§ Task prompt:
Answer these questions from the book review page below.
(a) Who wrote and produced the reviews?
(b) What is the publisher of "Six Questions"?
(c) To which area of business does the author of "Six Questions" apply NLP techniques?

§ Text provided:

--------------------------------------------------

HONEST ABE'S
NLP BOOK REVIEWS

Written and Produced
by Andy Bradbury (author of "Develop Your NLP Skills", etc.)


Reviews: Part 25

 
 
 

The Title
Name(s) of the Author(s)
Publisher and ISBN Number [this will be for the paperback version except where the number ends with (Hb)]

Six Questions
Peter Freeth
Communications in Action   ISBN 0-954-57481-8
What a pleasure it was to read this book!  And how I wish I could say that more often.)

Given that the book is just under 70 pages long, the author has wisely confined himself to dealing with the application of NLP techniques to just one area of business - problem solving.  As a result he is able to deal with his subject matter in much more detail than is often the case in larger, more costly books.  Moreover, although this is primarily an NLP book, the author doesn't allow himself to be constrained by that fact and he includes elements from neurology, etc., to create a more comprehensive, and comprehensible explanation of the processes and techniques he is describing.
The illustrations, on the other hand, benefit from being kept as simple as possible.

--------------------------------------------------

Photo-based referring expression data:
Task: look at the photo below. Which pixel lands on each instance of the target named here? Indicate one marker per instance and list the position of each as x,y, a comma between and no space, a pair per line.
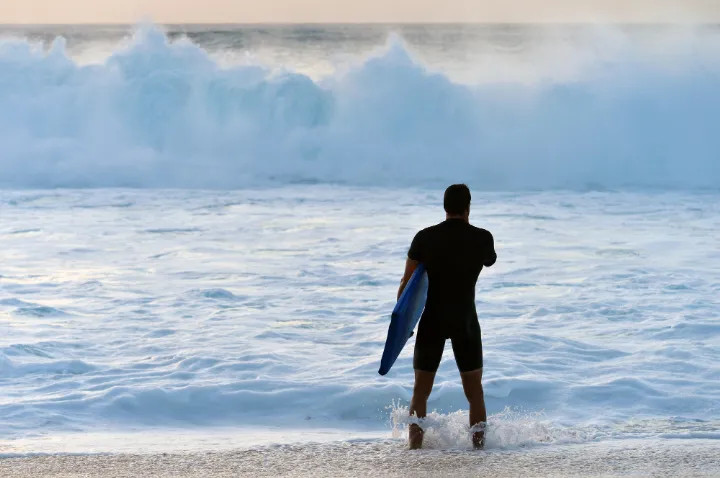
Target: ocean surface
202,231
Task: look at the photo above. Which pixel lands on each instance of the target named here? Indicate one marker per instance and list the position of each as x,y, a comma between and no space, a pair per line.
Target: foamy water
254,311
126,311
604,109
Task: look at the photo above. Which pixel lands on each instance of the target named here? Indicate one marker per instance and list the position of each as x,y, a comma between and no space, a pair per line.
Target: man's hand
410,266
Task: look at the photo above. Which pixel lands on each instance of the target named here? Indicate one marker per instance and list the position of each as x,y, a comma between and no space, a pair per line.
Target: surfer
453,252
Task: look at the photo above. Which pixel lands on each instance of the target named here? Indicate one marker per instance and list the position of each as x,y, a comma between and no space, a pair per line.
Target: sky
356,11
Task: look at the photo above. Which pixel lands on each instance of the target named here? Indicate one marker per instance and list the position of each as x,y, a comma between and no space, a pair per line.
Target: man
453,252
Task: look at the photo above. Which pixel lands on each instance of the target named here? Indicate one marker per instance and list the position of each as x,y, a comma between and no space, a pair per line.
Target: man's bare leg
472,384
418,405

--------------------------------------------------

§ Result of this task:
(a) Andy Bradbury
(b) Communications in Action
(c) Problem solving